Nothing but the line containing "Target: outdoor light fixture" and the lines that follow it to the end of the material below should appear in the answer, each copied exactly.

━━━ EXERCISE MATERIALS

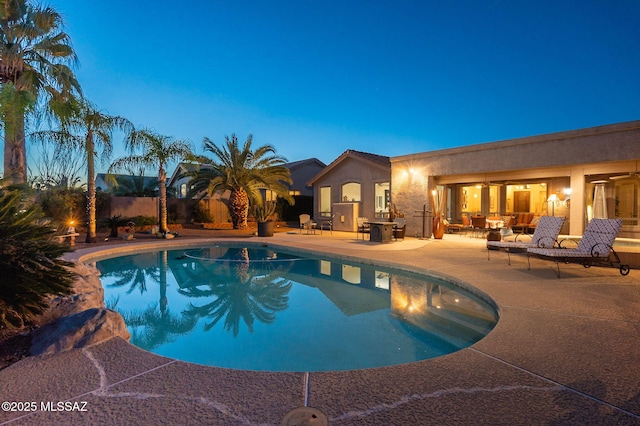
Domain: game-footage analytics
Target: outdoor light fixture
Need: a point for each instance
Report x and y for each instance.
(553, 198)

━━━━━━

**WRITTEN ANSWER**
Target: outdoor light fixture
Need: a point for each instance
Report x and y for each instance.
(553, 198)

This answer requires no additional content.